Supplied data »
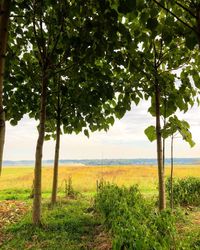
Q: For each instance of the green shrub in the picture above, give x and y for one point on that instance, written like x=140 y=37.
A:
x=185 y=191
x=133 y=221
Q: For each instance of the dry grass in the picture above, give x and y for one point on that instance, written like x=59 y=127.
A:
x=84 y=177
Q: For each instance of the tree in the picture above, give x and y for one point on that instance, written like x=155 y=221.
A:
x=154 y=55
x=4 y=20
x=77 y=35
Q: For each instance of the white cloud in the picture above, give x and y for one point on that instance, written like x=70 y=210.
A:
x=126 y=139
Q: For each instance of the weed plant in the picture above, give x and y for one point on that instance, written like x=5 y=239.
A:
x=185 y=191
x=133 y=221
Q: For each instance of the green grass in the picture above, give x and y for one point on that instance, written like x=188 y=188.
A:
x=72 y=224
x=69 y=225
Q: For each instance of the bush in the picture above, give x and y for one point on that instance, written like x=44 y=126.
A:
x=133 y=221
x=185 y=191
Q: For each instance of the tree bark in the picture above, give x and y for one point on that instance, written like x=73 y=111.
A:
x=172 y=172
x=4 y=20
x=38 y=156
x=56 y=160
x=162 y=201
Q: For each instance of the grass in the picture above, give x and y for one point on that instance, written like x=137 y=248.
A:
x=72 y=224
x=84 y=178
x=68 y=226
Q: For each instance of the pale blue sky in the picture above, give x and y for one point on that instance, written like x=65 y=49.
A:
x=126 y=139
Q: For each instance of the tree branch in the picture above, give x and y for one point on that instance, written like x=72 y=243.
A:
x=186 y=9
x=179 y=19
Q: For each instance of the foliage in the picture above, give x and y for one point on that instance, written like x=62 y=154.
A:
x=133 y=222
x=185 y=191
x=67 y=226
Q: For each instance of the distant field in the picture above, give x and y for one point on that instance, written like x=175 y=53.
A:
x=84 y=177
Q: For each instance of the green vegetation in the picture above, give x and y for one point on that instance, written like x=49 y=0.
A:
x=70 y=225
x=185 y=191
x=133 y=221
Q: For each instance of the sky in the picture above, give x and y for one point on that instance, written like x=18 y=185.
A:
x=125 y=140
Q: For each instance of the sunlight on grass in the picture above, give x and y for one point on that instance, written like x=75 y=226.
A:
x=84 y=177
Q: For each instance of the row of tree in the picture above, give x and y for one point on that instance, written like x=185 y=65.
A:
x=76 y=65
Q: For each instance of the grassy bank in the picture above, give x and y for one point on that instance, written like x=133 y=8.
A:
x=84 y=178
x=73 y=223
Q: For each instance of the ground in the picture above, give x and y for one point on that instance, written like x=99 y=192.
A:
x=73 y=223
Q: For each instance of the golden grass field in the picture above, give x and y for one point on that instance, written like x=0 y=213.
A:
x=84 y=177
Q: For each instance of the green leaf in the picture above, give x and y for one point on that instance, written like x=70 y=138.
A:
x=150 y=132
x=86 y=133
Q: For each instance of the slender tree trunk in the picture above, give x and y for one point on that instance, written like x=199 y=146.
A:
x=56 y=160
x=172 y=172
x=38 y=154
x=162 y=201
x=4 y=20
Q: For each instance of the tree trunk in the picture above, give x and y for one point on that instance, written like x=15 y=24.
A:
x=172 y=172
x=38 y=155
x=4 y=19
x=162 y=201
x=56 y=160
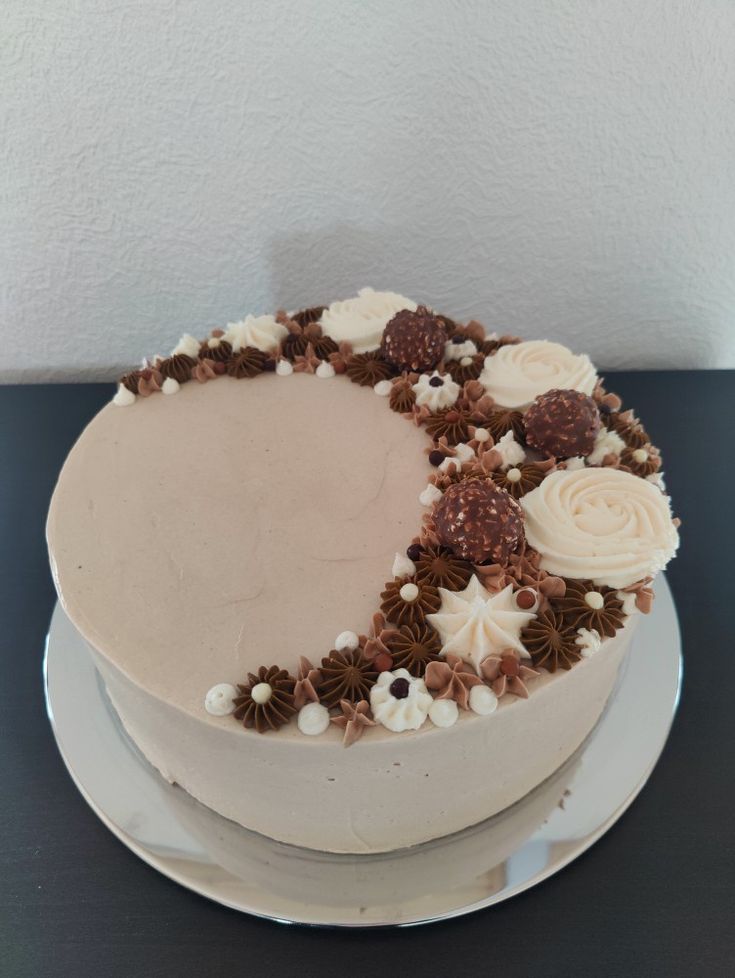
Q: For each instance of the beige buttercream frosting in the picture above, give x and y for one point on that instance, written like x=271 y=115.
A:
x=238 y=524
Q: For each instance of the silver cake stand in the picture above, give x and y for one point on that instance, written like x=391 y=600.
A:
x=475 y=868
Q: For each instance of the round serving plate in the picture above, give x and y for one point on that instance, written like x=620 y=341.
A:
x=475 y=868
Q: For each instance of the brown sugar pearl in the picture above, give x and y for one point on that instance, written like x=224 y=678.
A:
x=526 y=599
x=399 y=688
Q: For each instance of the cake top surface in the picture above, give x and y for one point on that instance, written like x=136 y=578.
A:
x=284 y=543
x=201 y=537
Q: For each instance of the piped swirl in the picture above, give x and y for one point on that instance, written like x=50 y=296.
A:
x=602 y=525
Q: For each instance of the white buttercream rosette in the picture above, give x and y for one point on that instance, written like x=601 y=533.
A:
x=519 y=372
x=604 y=525
x=360 y=321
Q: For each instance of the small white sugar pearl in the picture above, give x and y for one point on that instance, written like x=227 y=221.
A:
x=346 y=640
x=313 y=719
x=409 y=592
x=443 y=713
x=219 y=700
x=261 y=693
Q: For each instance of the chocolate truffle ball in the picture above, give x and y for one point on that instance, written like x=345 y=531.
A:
x=562 y=423
x=479 y=521
x=413 y=340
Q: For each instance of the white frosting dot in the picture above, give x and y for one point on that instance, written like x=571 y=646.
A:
x=123 y=397
x=629 y=602
x=313 y=719
x=261 y=693
x=409 y=592
x=430 y=495
x=443 y=713
x=219 y=701
x=346 y=640
x=325 y=369
x=588 y=641
x=483 y=701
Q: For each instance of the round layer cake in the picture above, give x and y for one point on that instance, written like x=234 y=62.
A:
x=369 y=577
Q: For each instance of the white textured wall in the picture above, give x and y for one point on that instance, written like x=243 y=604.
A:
x=559 y=168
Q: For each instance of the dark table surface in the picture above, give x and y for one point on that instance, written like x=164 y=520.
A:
x=653 y=897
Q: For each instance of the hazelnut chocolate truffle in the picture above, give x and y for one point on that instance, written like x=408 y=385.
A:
x=479 y=521
x=562 y=423
x=413 y=340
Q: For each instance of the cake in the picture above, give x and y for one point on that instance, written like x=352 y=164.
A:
x=368 y=578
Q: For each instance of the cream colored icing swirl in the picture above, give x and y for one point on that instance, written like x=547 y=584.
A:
x=360 y=321
x=519 y=372
x=600 y=524
x=262 y=332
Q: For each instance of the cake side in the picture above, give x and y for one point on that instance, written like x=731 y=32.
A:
x=393 y=793
x=278 y=564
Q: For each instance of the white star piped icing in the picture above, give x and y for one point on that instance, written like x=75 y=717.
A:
x=474 y=624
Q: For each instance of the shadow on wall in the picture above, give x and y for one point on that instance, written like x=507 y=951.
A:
x=317 y=268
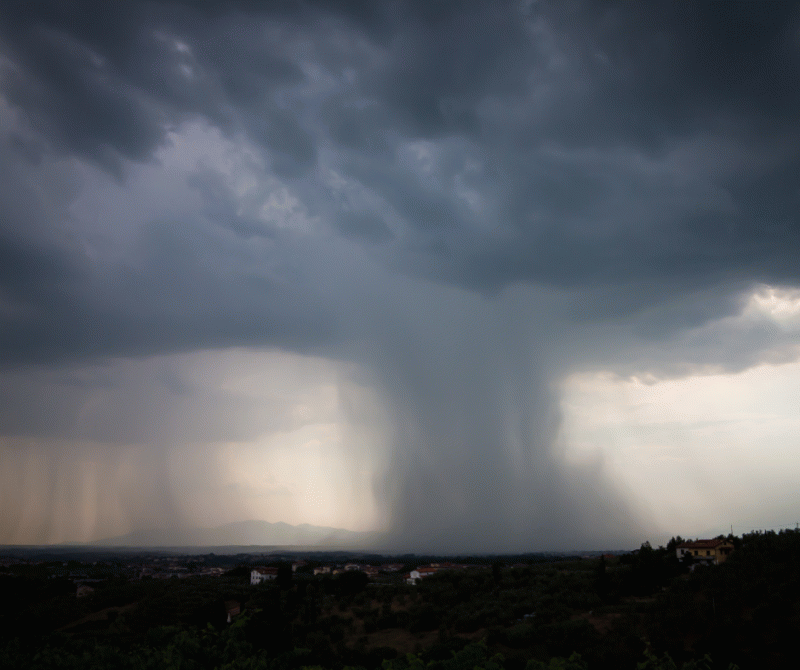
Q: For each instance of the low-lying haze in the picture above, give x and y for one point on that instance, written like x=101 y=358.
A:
x=481 y=276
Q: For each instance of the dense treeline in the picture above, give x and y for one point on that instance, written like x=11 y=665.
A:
x=645 y=609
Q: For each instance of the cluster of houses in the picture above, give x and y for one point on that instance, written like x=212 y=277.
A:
x=264 y=574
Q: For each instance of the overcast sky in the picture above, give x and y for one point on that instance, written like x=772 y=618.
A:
x=480 y=276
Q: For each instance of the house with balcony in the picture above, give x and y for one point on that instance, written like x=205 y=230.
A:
x=711 y=552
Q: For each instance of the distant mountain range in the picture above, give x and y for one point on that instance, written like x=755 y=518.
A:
x=245 y=533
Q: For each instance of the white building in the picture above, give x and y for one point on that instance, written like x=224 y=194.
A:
x=258 y=575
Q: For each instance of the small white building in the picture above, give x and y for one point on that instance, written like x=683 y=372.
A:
x=258 y=575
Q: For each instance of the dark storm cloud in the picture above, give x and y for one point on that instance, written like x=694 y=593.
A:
x=483 y=186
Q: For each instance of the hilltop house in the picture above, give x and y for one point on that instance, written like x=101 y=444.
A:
x=711 y=552
x=258 y=575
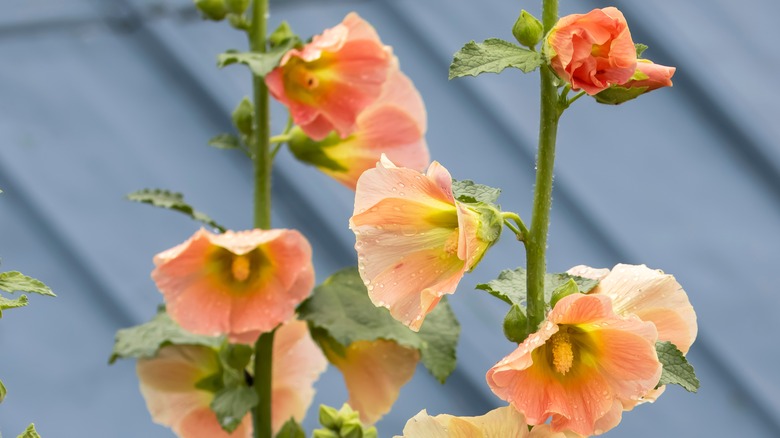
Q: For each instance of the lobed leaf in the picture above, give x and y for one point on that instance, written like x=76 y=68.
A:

Action item »
Retype only the lines above from the one with "Q: For each instance of the small white building" through the last, both ends included, keeping every picture out of the copy.

Task solution »
Q: For each instance of the small white building in the picture above, give x and y for one point on that instance, written like x=683 y=372.
A:
x=258 y=575
Q: For each instance of the dark storm cloud in the picture above, give x and y for one point on that instance, written like x=694 y=593.
A:
x=483 y=186
Q: For each instance of the hilltop house in the picture above, give x and y for one point on that instance, written like x=101 y=444.
A:
x=711 y=552
x=258 y=575
Q: For each instance of the lobed leaf in the picture above, give x and y for one point on that instance, written like x=76 y=68.
A:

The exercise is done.